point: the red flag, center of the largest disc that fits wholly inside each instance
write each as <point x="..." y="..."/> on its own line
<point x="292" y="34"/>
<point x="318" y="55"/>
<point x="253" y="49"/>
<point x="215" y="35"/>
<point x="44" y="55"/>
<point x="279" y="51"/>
========================
Set all of the material down once more, unchanged.

> **RESPONSE TO THE EXERCISE**
point: the red flag, center of the largest disc that fits wholly inside each instance
write each as <point x="..." y="..."/> on its own line
<point x="292" y="34"/>
<point x="318" y="55"/>
<point x="253" y="49"/>
<point x="215" y="35"/>
<point x="44" y="55"/>
<point x="279" y="51"/>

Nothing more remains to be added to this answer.